# YOUR ASSIGNMENT:
What lines in the following entries hold the word "jacket"? Copy each one.

*** DATASET RECORDS Section Begins ***

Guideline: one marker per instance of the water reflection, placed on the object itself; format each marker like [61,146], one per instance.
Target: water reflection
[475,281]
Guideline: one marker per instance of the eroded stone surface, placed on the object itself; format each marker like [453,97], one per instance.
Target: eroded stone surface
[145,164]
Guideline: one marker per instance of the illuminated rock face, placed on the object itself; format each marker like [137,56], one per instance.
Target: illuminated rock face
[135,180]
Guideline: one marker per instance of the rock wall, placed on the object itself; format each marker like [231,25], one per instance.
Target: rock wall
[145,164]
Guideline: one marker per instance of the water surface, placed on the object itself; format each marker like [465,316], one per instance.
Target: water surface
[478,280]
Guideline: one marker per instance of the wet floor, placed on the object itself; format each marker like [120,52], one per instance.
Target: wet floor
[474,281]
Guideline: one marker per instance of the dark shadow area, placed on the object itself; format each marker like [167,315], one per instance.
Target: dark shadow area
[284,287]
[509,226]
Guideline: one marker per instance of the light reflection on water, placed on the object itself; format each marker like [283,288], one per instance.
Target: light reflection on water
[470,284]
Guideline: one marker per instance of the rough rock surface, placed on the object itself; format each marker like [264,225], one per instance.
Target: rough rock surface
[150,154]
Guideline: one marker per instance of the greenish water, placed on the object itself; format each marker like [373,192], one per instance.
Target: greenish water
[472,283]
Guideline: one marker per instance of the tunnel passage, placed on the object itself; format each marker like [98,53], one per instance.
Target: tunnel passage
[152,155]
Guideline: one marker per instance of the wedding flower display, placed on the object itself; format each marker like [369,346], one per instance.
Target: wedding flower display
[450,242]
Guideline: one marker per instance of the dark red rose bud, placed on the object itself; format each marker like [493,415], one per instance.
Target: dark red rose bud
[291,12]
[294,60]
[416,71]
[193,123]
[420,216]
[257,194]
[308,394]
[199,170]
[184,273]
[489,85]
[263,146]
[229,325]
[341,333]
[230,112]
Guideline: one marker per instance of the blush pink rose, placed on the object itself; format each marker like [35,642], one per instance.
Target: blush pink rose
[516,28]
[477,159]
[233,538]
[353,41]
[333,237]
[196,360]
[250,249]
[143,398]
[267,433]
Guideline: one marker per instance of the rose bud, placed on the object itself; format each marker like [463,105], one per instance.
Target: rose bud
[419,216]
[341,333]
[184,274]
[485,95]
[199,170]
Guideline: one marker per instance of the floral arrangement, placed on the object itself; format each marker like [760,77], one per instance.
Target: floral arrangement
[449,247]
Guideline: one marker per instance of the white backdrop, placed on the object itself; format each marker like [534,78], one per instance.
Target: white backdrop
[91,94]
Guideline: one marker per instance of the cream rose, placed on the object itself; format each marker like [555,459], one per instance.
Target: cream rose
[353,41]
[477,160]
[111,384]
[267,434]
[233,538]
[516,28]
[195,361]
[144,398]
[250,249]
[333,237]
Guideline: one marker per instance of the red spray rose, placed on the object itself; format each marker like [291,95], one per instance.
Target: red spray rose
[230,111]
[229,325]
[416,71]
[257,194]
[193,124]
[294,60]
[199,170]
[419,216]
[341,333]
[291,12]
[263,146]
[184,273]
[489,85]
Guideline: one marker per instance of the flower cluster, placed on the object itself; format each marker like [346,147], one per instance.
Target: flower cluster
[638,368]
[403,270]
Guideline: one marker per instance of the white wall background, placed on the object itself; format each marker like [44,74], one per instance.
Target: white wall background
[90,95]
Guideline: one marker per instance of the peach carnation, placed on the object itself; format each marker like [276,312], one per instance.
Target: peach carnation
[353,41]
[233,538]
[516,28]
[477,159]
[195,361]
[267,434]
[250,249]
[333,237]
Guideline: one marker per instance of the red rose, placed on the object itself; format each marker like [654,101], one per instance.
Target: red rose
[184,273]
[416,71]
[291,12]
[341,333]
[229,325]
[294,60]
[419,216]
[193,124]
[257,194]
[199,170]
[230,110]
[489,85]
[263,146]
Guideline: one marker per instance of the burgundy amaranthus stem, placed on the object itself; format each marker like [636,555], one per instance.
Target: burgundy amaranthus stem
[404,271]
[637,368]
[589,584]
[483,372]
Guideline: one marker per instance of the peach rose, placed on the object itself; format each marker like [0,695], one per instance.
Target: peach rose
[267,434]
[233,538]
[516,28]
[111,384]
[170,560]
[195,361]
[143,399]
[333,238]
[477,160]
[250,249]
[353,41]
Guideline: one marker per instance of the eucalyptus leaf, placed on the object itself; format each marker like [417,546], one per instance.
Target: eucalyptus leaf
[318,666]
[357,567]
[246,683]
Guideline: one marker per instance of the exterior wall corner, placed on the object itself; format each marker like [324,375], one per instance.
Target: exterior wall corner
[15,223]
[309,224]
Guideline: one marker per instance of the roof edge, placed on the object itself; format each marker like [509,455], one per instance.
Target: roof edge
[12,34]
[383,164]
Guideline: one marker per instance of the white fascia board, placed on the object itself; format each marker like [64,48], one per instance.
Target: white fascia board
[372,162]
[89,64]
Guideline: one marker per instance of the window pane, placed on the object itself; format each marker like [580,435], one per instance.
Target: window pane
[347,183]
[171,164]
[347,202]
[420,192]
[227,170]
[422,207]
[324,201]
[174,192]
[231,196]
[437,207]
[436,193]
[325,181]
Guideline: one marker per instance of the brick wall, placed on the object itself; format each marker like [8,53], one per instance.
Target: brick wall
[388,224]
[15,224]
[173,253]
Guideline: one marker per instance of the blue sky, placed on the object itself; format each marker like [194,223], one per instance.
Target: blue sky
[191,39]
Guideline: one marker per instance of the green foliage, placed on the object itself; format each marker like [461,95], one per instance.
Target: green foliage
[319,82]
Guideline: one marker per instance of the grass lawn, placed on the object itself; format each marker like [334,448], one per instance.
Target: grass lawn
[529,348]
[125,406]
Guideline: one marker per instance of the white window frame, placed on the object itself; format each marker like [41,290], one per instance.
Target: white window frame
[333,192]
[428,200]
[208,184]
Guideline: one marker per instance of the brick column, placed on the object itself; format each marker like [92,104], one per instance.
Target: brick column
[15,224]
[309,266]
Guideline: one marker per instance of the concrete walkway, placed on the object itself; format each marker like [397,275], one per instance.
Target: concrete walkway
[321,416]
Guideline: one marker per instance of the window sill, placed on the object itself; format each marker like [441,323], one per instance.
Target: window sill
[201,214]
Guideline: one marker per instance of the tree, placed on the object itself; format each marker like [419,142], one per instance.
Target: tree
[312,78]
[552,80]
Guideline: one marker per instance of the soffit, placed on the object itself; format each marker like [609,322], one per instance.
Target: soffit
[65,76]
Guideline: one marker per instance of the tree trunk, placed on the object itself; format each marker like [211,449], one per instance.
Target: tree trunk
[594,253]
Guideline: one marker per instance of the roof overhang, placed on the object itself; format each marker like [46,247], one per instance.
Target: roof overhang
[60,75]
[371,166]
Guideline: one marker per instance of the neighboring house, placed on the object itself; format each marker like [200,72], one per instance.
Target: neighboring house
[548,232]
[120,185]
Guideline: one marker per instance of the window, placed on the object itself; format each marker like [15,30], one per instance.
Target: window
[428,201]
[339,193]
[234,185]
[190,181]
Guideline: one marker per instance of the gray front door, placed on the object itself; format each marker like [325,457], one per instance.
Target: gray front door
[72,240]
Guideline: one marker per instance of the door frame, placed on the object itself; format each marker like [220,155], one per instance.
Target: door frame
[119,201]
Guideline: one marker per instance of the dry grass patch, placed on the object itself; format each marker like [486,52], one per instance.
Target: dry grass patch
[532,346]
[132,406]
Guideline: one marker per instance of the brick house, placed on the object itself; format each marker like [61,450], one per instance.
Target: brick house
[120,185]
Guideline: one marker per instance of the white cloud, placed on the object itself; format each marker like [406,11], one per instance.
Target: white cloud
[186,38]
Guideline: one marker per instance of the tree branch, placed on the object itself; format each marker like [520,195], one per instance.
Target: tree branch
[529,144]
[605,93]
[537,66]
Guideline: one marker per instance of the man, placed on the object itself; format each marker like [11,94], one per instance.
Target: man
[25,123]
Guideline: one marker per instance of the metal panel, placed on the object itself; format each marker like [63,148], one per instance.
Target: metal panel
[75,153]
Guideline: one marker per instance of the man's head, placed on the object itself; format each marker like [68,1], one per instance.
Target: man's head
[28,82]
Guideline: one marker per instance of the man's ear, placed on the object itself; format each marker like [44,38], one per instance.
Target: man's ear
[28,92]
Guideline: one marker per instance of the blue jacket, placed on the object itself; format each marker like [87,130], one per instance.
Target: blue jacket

*** DATASET RECORDS Section Ends ***

# EXERCISE ANSWER:
Guideline: one marker per instance of the blue jacket, placed on the object itself; format each marker like [87,130], one per instance.
Target: blue jacket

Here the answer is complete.